**What you have to do**
Rename "keypoint" to "marker" throughout the entries below and reproduce every line with no other changes. Leave the pictures out of your version.

**Supplied data**
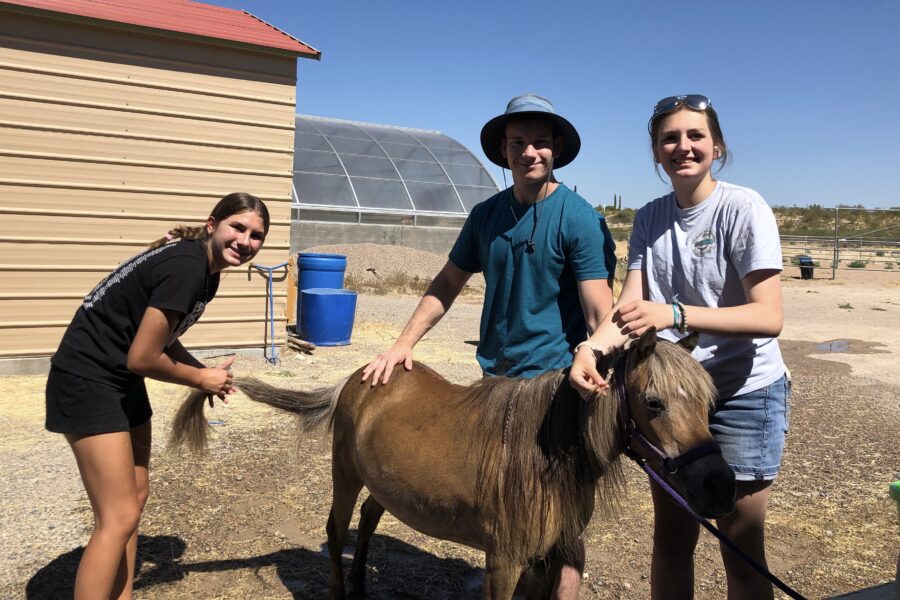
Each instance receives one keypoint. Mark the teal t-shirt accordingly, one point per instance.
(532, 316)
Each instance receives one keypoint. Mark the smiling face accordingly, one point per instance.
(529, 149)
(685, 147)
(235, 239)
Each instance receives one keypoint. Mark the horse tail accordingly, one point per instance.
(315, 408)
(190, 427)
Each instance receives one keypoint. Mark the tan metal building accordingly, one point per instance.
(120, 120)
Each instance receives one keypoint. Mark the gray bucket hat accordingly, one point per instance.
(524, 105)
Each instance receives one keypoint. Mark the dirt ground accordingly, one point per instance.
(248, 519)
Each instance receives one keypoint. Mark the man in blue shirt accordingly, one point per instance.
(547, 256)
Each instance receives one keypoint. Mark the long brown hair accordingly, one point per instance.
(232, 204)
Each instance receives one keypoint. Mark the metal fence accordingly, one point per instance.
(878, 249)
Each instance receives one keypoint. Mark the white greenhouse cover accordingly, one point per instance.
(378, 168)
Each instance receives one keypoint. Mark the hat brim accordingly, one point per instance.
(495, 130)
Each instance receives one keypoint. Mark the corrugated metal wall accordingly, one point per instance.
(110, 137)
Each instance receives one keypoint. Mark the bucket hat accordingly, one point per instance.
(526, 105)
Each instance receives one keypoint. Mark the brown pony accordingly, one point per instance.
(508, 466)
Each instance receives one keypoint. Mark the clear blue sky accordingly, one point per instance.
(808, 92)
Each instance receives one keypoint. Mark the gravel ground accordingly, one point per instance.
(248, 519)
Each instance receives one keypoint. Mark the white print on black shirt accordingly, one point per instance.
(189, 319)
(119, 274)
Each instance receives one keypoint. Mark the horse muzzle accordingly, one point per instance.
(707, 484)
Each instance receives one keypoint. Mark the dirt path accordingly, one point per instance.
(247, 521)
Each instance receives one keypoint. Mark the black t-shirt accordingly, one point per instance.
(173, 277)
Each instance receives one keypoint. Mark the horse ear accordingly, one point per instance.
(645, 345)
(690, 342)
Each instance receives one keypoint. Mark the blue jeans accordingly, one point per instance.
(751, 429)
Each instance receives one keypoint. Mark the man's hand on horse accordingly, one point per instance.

**Task solution**
Each instance receives one marker. Mark the teal t-shirt accordingly, one point per instance.
(532, 316)
Each instance receives one marker. Mark the smiling face accordingly, one point per instance.
(529, 149)
(685, 147)
(235, 239)
Each instance receives one marker. Mark the horse tail accordingly, one point per instance.
(315, 408)
(190, 427)
Each instance receives one marker. Mark the tan metal building accordingly, one point per instance.
(120, 120)
Each instance receives one marker. Mark the gray bucket hat accordingly, one point per instance.
(524, 105)
Each instance receives one marker. Mark the dirt ground accordingly, one point per instance.
(248, 519)
Each instance receives one marker. Mark the man in blue shirt accordingly, one point per instance.
(547, 256)
Each instance receives one marker. Mark the long brown hair accordingly, one point per instance.
(232, 204)
Each instance receives one marker. Mark the metal fence accordingly, one point per instance.
(878, 249)
Each instance receives one marker. Mark the white greenhouse cover accordingly, one point per instance.
(378, 168)
Each instance receives one marker. Mark the hat brim accordingly, one point per instance.
(495, 130)
Each instance receives one marker. Mark the corrugated metal wall accordingly, one point per instance.
(110, 137)
Each instance receives one marker. Mark the bucket hat accordingly, one point per instance.
(526, 105)
Each instance receives one marker. Mark the brown pony accordingly, one point per instance.
(508, 466)
Each instance receives one marker. Mark the clear blue sky accordingly, one point per instance.
(808, 92)
Each instance receives one marker. Mark the gravel ground accordingly, one point per instance.
(248, 519)
Each instance receives one marker. Mark the white print on black shirt accordingly, one point per instance.
(189, 319)
(119, 274)
Each instance receives one marker. Mark the horse muzzle accordingly, one point per instance.
(707, 484)
Each instance receives one marker. Mark the dirt path accordingly, one point per instance.
(247, 521)
Each instance receives one marker. Mark the black t-shirt accordingly, one point per instance.
(173, 277)
Each instance receives one marker. Mark the horse ear accordingly, one point per instance.
(645, 345)
(690, 342)
Each instance receives one marker. Mark the blue jeans accordingly, one point per instance.
(751, 429)
Each instance receives one marker. Mark the man's hand on horse accordingly, one point per instance.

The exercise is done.